Extract to read —
Read further about the ethnic cleansing of Jaffa, how its residents who weren't expelled were forced to live in a slum in Ajami as they watched Jewish immigrants take over their houses and possessions, and how once proud landowners were reduced to working as laborers on their own land that was stolen by the Zionist immigrants in "Jaffa: From Eminence to Ethnic Cleansing."

Read Mohammad Mansara's "We Loved the Land and the Land Loved Us." in Al-Majdal's Nakba Special Issue, Winter 2007/Spring 2008 His life as a refugee in Iraq and now in Sweden has been both tragic and inspiring.

Read excerpts from Father Audeh Rantisi's Blessed Are the Peacemakers: The Story of a Palestinian Christian. Father Audeh, a refugee from Lydda, witnessed the baby sucking at its dead mother's breast and also the death of the baby from the metal wheel as he and his family were forced to walk in one hundred degree heat after expulsion from the town in which his family had lived for 1600 years.

 

Father Rantisi Remembers Al-Nakba

Al-Nakba means 'catastrophe,' and it not only refers to the horrifying events of 1947-48, but also to the ongoing genocide of the Palestinians and their way of life. It is commemorated May 15, but it is lived every day by Palestinians. Father Audeh Rantisi remembers (from Al-Nakba):

From "Blessed are the Peacemakers ...The History of a Palestinian Christian

In these extracts from his memoir, Father Audeh Rantisi remembers the horrific scenes that confronted him, aged 11, when his family were brutally deported from their home of many generations to make what life they could for themselves in the refugee camps of Ramallah.

Father Rantisi was born in Lyda, now the site of Ben Gurion Airport, in 1937. From 1955 to 1958 he attended the Bible College of Wales, moving in 1963 to continue his studies at Aurora College in the state of Illinois. He then served as a missionary in Sudan. In 1965 he opened the Evangelical Home for Boys in Ramallah, West Bank. In 1976 Father Rantisi was elected as Ramallah's deputy mayor and he is now the director of the orphanage of the Evangelical Home of Boys.

I cannot forget three horror-filled days in July of 1948. The pain sears my memory, and I cannot rid myself of it no matter how hard I try. First, Israeli soldiers forced thousands of Palestinians from their homes near the Mediterranean coast, even though some families had lived in the same houses for centuries. (My family had been in the town of Lydda in Palestine at least 1,600 years). Then, without water, we stumbled into the hills and continued for three deadly days. The Jewish soldiers followed, occasionally shooting over our heads to scare us and keep us moving. Terror filled my eleven-year-old mind as I wondered what would happen. I remembered overhearing my father and his friends express alarm about recent massacres by Jewish terrorists. Would they kill us, too?

We did not know what to do, except to follow orders and stumble blindly up the rocky hills. I walked hand in hand with my grandfather, who carried our only remaining possessions-a small tin of sugar and some milk for my aunt's two-year-old son, sick with typhoid.

The horror began when Zionist soldiers deceived us into leaving our homes, then would not let us go back, driving us through a small gate just outside Lydda. I remember the scene well: thousands of frightened people being herded like cattle through the narrow opening by armed soldiers firing overhead. In front of me a cart wobbled toward the gate. Alongside, a lady struggled, carrying her baby, pressed by the crowd. Suddenly, in the jostling of the throngs, the child fell. The mother shrieked in agony as the cart's metal-rimmed wheel ran over her baby's neck. That infant's death was the most awful sight I had ever seen.

Given exercise — In the passage about Father Rantisi, what year was he elected Ramallah's deputy mayor? The listing that comes next is separate material with no tie to the passage.

Location identification items —
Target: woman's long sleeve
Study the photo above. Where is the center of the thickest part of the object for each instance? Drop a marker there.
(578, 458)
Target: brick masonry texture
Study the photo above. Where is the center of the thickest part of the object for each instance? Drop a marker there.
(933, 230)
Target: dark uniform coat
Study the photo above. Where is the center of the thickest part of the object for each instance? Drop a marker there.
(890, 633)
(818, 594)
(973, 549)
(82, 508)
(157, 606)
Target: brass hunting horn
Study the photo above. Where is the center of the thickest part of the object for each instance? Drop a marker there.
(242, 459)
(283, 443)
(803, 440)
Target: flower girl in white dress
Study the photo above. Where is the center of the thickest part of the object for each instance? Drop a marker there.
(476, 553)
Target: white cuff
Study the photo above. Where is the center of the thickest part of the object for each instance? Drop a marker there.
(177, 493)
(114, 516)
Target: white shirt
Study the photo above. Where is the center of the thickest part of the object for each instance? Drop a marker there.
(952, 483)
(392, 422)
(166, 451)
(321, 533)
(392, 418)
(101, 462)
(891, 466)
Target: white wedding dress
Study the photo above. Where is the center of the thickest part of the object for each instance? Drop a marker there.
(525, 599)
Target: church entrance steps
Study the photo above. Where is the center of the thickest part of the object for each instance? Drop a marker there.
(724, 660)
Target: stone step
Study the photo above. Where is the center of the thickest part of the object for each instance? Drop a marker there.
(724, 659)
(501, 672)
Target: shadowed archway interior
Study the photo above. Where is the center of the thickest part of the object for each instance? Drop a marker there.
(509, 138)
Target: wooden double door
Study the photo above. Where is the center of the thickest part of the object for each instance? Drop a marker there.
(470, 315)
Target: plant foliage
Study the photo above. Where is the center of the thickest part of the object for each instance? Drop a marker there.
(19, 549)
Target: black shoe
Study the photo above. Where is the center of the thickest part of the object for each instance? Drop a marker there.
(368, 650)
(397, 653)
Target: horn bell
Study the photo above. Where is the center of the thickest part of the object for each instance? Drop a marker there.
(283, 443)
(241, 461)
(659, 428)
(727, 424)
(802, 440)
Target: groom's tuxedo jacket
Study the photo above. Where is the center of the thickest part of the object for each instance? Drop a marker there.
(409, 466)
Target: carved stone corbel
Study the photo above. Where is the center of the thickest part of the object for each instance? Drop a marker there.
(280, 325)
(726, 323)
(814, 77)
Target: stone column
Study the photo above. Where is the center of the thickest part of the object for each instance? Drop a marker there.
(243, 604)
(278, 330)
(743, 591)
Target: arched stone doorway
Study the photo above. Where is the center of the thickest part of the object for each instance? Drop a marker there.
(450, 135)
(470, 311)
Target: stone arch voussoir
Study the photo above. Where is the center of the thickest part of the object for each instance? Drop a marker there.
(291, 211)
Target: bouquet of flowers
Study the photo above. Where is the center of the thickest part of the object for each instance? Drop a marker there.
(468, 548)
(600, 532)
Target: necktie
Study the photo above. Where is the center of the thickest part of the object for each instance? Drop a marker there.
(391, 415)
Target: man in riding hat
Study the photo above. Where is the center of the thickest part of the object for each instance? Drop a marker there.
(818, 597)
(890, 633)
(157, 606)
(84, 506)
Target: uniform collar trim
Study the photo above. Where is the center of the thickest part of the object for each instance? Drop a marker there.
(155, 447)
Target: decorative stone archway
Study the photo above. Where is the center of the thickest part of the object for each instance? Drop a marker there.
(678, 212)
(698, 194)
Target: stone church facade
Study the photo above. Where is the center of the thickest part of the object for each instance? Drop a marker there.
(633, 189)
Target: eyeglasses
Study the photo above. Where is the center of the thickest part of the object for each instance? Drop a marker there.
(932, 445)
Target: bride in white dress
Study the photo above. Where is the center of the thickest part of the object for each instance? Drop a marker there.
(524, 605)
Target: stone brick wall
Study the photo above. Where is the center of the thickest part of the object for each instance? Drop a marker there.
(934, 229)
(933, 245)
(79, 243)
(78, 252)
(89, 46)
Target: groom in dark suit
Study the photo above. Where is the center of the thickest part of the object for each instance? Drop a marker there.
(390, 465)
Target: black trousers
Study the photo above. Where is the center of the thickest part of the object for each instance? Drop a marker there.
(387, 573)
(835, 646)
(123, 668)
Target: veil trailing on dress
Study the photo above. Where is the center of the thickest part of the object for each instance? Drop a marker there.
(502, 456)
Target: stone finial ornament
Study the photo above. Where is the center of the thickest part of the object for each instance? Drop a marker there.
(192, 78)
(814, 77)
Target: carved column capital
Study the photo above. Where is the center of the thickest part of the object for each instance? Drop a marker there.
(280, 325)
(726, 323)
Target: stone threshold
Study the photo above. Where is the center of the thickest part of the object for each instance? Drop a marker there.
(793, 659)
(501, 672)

Exercise answer — 1976